THE PROBLEM:
Rewrite only the material from the line with "Check that every instance of the white bathroom" to the line with "[[123, 237]]", requests included, scaling each point coordinate in the answers by 2.6 and rounding to whole numbers, with halves rounded up. Leave the numbers in the requests and their format samples unchanged.

++++ RECORD LIST

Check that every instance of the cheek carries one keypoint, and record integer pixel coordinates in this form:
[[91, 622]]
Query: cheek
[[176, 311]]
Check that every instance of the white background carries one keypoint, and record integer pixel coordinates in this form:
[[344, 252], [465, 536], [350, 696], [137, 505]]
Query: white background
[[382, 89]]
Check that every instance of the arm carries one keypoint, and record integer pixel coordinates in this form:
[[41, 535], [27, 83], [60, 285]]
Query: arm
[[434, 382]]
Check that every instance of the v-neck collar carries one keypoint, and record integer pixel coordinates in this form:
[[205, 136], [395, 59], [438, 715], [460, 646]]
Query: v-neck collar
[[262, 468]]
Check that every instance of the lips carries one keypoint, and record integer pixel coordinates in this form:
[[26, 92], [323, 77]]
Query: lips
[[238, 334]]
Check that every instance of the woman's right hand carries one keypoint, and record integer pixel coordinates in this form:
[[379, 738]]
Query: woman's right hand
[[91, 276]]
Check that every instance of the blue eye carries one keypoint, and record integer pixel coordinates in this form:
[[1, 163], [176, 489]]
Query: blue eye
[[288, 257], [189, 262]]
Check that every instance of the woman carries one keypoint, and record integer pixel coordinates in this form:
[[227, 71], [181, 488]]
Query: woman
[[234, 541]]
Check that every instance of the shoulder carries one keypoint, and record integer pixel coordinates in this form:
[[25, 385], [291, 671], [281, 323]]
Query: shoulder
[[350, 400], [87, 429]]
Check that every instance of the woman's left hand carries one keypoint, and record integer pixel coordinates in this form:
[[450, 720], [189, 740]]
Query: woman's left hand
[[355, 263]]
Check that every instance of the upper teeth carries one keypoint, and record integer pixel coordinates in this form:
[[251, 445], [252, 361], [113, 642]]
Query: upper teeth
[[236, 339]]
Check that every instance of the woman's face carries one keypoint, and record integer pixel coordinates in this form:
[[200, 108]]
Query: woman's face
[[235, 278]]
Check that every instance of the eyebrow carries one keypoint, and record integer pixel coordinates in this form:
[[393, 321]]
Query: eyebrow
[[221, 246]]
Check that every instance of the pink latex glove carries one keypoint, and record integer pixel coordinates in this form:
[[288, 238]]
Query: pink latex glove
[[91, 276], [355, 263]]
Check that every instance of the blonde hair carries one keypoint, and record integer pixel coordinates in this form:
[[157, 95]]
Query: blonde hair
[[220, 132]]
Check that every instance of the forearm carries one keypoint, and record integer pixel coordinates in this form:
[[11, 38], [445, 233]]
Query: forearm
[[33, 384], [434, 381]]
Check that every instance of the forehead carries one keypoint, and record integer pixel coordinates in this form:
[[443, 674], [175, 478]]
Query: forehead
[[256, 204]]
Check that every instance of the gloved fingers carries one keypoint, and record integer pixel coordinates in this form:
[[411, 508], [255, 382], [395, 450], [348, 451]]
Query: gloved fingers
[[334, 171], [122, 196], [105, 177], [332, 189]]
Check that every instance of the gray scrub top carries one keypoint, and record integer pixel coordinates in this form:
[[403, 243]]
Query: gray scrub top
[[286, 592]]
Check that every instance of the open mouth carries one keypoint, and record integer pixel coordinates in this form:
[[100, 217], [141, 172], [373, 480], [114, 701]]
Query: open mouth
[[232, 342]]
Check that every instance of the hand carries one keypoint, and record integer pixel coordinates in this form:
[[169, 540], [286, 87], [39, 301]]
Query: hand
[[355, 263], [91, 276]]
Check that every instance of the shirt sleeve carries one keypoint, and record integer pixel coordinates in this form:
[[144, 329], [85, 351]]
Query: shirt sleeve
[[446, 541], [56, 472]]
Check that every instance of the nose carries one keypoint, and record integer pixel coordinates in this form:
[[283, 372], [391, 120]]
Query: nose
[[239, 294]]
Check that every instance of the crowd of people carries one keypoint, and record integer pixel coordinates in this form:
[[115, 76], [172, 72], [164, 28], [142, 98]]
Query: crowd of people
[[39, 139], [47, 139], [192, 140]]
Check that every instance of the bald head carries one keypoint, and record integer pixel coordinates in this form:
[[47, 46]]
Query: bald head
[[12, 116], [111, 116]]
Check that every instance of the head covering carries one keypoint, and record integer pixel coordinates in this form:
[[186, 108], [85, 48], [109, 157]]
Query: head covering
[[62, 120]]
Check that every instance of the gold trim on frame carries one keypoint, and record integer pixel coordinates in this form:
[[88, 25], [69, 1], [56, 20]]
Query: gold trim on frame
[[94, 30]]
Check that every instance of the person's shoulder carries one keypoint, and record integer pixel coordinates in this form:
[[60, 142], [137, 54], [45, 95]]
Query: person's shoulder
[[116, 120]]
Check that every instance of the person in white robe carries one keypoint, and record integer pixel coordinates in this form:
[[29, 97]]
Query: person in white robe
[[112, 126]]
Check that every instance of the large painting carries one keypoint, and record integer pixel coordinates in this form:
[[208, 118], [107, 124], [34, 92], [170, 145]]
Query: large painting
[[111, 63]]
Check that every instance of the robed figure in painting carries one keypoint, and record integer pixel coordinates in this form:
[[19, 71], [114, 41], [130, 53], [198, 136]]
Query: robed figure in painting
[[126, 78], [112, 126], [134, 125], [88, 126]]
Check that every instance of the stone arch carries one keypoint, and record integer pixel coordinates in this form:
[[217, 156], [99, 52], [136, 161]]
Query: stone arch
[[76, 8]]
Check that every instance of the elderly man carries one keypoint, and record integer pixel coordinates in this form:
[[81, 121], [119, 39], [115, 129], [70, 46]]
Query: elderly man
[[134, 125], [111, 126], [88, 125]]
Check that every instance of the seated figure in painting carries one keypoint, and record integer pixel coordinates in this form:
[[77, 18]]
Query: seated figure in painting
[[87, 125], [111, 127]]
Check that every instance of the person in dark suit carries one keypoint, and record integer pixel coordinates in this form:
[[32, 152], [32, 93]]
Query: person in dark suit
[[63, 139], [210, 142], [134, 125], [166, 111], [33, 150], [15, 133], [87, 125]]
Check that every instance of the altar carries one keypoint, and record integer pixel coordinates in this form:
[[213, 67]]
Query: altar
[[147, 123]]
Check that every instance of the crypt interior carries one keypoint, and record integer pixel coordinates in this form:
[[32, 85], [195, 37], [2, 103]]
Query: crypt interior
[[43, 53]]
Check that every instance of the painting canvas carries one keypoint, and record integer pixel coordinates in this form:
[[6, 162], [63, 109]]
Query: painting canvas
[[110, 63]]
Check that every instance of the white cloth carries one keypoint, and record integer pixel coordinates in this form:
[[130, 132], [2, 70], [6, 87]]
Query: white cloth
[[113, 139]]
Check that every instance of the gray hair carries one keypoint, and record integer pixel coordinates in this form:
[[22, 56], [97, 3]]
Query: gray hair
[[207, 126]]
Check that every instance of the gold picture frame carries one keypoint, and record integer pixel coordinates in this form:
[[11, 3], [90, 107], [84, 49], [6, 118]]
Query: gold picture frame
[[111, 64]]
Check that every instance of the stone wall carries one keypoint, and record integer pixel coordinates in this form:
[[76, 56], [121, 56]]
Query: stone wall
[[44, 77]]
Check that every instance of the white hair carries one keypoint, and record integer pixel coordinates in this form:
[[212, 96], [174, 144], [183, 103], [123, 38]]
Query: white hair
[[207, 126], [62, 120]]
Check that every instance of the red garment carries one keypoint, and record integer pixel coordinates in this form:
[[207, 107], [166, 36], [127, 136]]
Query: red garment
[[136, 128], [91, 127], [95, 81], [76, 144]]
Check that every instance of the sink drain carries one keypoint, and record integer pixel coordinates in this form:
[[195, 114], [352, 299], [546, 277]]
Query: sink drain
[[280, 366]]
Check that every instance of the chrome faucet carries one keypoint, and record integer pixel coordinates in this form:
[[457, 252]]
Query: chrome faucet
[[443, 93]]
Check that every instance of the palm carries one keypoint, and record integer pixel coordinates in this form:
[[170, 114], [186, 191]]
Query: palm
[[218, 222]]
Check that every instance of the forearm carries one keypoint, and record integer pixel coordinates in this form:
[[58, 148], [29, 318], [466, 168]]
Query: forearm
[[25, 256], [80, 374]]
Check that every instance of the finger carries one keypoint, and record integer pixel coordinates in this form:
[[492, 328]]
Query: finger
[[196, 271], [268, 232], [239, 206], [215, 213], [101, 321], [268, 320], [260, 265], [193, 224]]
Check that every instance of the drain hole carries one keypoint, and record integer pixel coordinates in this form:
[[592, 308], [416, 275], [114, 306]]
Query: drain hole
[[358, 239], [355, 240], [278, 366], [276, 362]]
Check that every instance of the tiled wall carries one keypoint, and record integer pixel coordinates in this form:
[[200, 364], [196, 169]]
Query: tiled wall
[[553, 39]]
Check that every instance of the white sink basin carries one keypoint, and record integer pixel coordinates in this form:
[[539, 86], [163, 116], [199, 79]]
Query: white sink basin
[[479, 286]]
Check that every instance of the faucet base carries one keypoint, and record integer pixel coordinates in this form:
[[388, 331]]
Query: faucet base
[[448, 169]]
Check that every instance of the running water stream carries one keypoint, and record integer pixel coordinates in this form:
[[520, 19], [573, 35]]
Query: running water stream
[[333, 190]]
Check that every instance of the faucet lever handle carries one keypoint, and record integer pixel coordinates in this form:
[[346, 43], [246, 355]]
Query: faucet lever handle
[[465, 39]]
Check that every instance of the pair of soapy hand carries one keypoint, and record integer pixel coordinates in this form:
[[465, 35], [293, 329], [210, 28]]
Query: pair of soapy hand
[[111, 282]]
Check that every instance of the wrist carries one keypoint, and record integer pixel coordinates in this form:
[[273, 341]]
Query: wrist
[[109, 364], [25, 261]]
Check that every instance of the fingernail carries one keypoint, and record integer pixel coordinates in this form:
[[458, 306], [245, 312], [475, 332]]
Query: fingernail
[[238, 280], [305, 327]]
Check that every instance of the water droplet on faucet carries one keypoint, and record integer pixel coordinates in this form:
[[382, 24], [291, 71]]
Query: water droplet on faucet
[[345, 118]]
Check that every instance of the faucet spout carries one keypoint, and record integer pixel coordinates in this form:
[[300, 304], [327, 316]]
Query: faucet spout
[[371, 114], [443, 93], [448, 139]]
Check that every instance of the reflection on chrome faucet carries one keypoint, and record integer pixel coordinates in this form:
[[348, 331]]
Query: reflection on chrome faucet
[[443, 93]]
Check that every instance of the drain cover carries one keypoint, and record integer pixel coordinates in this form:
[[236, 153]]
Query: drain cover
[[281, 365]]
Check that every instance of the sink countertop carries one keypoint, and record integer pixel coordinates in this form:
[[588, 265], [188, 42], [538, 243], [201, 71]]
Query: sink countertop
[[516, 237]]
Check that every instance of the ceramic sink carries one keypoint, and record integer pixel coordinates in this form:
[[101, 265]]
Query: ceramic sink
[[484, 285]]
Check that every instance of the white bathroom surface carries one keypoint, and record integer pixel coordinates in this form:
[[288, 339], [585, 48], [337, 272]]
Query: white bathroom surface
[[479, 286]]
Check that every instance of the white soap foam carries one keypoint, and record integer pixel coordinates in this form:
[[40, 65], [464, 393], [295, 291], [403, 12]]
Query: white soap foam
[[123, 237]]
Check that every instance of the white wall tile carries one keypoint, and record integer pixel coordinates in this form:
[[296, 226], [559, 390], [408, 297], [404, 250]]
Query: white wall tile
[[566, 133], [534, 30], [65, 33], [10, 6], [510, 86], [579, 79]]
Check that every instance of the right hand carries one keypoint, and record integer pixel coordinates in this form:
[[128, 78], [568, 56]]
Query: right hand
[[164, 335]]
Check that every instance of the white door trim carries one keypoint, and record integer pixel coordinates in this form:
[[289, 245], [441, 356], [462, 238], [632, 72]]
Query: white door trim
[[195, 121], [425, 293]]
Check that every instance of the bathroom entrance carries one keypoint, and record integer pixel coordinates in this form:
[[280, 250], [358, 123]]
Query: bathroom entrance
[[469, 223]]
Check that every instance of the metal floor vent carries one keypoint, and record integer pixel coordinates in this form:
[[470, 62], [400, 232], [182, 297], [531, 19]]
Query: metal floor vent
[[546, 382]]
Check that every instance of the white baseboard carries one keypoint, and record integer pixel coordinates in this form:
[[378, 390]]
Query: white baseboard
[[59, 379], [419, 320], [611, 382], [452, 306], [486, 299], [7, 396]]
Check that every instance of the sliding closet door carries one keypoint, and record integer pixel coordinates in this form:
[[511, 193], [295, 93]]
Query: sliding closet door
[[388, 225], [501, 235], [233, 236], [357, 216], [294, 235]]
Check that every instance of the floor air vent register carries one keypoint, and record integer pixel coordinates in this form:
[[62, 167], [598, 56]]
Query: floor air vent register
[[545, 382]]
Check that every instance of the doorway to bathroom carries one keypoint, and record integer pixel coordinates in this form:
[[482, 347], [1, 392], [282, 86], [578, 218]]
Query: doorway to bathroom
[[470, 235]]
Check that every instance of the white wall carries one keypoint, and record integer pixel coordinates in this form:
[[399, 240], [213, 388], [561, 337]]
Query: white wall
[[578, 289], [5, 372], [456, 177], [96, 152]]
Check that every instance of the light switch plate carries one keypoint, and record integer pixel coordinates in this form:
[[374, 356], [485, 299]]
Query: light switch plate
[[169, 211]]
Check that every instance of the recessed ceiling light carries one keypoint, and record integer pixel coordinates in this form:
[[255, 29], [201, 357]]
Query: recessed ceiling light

++++++++

CORRECT ANSWER:
Check that every instance of the white bathroom surface carries one keypoint, and record integer pixel coordinates in this form:
[[288, 339], [585, 48], [337, 272]]
Query: white bathroom surface
[[1245, 744]]
Check that every instance of the white soap foam carries one keypoint, and record integer pixel coordinates in this form:
[[40, 65], [464, 393], [295, 291], [403, 12]]
Query: white soap foam
[[320, 616]]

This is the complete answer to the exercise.